*** SUPPLIED TEXT ***

But when I run it without any normalization, it runs smoothly and I get the output files I am looking for. Is there a reason for this? This is the code that I run without normalizing it:

fit_data = Maaslin2(input_data = maaslin_pathways_df, input_metadata = metadata, output="test", 
                    fixed_effects="Community", normalization="NONE",transform = "NONE")

I am also attaching the output file from PiCRUST2. I modified the naming of the pathways to avoid any ‘naming’ problems when running Maaslin, so now my pathways are coded.
path_abun_unstrat_renamed.txt (470.3 KB)

Thanks in advance!

Daniel CM

Hello,

I am also attaching the full code in case that could help you understand better what I did. Sorry for the spam

setwd(path_picrust2)
maaslin_pathways_df<-(read.delim("pathways_out/path_abun_unstrat_renamed.txt",
                                 header = TRUE))                                  #I had to rename the file, as the pathways names were generating an error in Maaslin2
colnames(maaslin_pathways_df) <- sub("^.", "", colnames(maaslin_pathways_df), 
                                     perl = TRUE)                                 #R was adding an 'X' at the beginning of my sample names, so I removed that 'X'.
maaslin_pathways_df<-t(maaslin_pathways_df)
colnames(maaslin_pathways_df)<-maaslin_pathways_df[1,]
maaslin_pathways_df<-maaslin_pathways_df[-1,]
maaslin_pathways_df<-as.data.frame(maaslin_pathways_df)
View(maaslin_pathways_df)
metadata<-as.data.frame(sample_data(ps))
class(metadata)<-"data.frame"
#class(metadata)

fit_data = Maaslin2(input_data = maaslin_pathways_df, input_metadata = metadata, output="test", 
                    fixed_effects="Community", normalization="TSS",transform = "NONE")

Hi @daniel.castanedamogo ,

I was able to run your data using “TSS” normalization using some dumby metadata with the following code:

test <- read.table("~/Downloads/path_abun_unstrat_renamed.txt", sep="\t", header=T, row.names=1)


random_data <- data.frame(row.names = colnames(test),
                          rand_meta = sample(c(1,0), ncol(test), replace = T))



library(Maaslin2)

nfit_data = Maaslin2(input_data = test, input_metadata = random_data, output="~/Desktop/TEST/m2_question", 
                    fixed_effects="rand_meta", normalization="NONE",transform = "NONE")


nfit_data = Maaslin2(input_data = test, input_metadata = random_data, output="~/Desktop/TEST/m2_question", 
                     fixed_effects="rand_meta", normalization="TSS",transform = "NONE")

*** DATA EXTRACT ***

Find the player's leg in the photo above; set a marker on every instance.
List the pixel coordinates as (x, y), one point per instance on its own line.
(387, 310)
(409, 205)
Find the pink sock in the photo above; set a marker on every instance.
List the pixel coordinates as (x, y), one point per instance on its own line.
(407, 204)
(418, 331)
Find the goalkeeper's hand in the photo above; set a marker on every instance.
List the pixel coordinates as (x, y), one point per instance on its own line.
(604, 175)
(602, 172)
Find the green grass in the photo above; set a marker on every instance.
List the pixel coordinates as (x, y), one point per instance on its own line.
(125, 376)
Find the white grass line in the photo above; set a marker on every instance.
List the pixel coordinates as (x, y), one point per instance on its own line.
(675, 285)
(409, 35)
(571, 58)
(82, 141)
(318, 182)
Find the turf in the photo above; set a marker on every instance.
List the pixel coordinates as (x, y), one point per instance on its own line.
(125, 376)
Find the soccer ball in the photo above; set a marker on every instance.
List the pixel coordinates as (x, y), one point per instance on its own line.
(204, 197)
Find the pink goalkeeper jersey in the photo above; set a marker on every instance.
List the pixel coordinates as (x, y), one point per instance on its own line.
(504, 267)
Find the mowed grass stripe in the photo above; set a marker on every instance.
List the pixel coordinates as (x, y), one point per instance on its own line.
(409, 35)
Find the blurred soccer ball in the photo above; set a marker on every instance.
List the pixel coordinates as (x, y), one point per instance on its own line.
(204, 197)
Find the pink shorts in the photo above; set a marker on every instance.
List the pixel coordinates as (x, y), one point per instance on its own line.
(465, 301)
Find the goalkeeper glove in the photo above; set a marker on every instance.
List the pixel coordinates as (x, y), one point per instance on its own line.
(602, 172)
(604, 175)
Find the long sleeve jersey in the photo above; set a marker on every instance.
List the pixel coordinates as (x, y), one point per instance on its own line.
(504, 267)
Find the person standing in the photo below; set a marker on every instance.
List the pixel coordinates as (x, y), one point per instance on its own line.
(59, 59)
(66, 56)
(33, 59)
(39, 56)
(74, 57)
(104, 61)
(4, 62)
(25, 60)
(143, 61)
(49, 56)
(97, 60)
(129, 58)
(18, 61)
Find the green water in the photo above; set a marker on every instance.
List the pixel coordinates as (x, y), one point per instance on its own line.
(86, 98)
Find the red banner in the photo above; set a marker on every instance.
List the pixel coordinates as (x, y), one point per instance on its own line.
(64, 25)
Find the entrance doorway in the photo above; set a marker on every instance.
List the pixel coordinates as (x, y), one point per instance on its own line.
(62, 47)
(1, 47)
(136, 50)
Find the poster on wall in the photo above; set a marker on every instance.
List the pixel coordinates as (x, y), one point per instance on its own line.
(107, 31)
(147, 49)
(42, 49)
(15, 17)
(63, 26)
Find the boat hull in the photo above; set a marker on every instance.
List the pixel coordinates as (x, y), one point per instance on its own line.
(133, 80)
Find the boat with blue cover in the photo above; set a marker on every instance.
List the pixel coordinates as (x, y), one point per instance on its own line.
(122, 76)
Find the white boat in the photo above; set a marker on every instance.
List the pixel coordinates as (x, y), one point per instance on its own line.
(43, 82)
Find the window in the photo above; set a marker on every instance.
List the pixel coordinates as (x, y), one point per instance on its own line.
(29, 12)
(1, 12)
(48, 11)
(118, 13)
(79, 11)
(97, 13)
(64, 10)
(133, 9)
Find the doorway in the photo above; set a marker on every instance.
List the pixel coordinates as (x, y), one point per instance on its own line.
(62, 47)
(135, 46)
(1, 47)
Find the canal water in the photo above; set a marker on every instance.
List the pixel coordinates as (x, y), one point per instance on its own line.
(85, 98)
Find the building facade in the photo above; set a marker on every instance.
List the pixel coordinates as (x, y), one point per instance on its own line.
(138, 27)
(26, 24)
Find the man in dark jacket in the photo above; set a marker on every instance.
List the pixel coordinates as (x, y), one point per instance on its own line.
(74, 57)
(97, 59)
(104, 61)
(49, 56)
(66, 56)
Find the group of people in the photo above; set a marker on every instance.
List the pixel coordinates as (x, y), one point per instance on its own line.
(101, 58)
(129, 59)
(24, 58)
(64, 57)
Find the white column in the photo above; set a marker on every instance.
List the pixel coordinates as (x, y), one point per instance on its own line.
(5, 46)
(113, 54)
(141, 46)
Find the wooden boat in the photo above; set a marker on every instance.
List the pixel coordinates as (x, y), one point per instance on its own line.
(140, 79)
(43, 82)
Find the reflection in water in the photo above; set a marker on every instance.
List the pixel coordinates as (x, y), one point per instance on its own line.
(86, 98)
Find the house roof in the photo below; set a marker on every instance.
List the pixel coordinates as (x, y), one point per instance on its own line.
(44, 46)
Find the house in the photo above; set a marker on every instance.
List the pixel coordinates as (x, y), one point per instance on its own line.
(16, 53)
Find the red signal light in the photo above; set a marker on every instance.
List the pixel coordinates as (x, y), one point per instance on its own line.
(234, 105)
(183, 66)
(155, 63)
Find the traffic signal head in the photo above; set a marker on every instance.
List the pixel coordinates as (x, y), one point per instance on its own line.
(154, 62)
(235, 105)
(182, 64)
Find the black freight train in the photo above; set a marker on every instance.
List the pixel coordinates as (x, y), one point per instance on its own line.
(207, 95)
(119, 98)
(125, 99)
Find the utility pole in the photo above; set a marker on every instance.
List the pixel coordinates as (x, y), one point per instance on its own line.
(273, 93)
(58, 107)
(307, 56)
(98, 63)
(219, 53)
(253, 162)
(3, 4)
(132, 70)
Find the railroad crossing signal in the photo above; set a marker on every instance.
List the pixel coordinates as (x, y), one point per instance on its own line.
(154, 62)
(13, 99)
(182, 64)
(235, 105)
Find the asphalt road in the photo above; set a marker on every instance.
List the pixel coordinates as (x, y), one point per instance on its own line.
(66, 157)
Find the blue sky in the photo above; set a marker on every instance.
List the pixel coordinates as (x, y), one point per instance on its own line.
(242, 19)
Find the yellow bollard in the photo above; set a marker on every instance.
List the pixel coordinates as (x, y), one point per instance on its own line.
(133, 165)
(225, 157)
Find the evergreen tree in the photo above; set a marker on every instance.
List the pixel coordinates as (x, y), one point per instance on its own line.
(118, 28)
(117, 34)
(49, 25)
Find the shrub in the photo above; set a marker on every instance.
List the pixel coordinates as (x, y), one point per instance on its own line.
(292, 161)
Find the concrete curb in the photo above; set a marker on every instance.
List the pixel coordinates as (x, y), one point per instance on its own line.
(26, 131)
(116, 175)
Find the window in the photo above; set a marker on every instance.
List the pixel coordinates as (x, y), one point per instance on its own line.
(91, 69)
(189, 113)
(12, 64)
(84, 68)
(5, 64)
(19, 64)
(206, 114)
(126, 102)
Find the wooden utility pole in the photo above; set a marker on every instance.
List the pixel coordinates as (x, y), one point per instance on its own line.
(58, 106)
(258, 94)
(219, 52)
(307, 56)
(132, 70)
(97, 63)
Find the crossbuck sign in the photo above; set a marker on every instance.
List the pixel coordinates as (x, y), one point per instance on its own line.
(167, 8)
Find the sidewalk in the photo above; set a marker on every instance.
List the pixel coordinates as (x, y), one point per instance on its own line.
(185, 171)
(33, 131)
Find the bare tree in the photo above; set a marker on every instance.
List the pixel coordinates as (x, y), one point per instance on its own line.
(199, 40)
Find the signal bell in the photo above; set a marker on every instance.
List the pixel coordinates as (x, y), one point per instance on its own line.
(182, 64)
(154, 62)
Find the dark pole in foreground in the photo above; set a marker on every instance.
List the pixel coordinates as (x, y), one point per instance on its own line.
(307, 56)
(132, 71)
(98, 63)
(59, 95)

***

**WORK TO BE COMPLETED**
Write the next part of the Maaslin2 normalization thread, starting after its final line of code. The data placed after the text has no connection to it.

**EXPECTED ANSWER**
Which indicates to me that potentially there might be some issues in the way you are loading the data.

Thanks,
Jacob

Hi Jacob,

Thanks for your response. Sorry, I don’t understand what you mean by loading the data. My code looks like this:


path_picrust2 = "/Users/danielcm/Desktop/Sycuro/Projects/Diabetes/picrust2/picrust_july2024/default_run/default_output/"
setwd(path_picrust2)
maaslin_pathways_df<-(read.delim("pathways_out/path_abun_unstrat_renamed.txt",
                                 header = TRUE))                                  #I had to rename the file, as the pathways names were generating an error in Maaslin2
colnames(maaslin_pathways_df) <- sub("^.", "", colnames(maaslin_pathways_df), 
                                     perl = TRUE)                                 #R was adding an 'X' at the beginning of my sample names, so I removed that 'X'.
maaslin_pathways_df<-t(maaslin_pathways_df)
colnames(maaslin_pathways_df)<-maaslin_pathways_df[1,]
maaslin_pathways_df<-maaslin_pathways_df[-1,]
maaslin_pathways_df<-as.data.frame(maaslin_pathways_df)
View(maaslin_pathways_df)
metadata<-as.data.frame(sample_data(ps))
class(metadata)<-"data.frame"
#class(metadata)

fit_data = Maaslin2(input_data = maaslin_pathways_df, input_metadata = metadata, output="test", 
                    fixed_effects="Community", normalization="TSS",transform = "NONE")
fit_data = Maaslin2(input_data = maaslin_pathways_df, input_metadata = metadata, output="test", 
                    fixed_effects="Community", normalization="NONE",transform = "NONE")

I am unsure if it’s how I’m loading the data, as it works fine when I set the normalization to ‘NONE’, but then it crashes with ‘TSS’. I also read somewhere that the error I am getting

(Error in FUN(newX[, i], ...) : invalid 'type' (character) of argument
In addition: Warning message:
In vegan::decostand(features_norm, method = "total", MARGIN = 1,  :
  input data contains negative entries: result may be non-sense

could be due to a version issue, but I think I have the latest Maaslin2 installed.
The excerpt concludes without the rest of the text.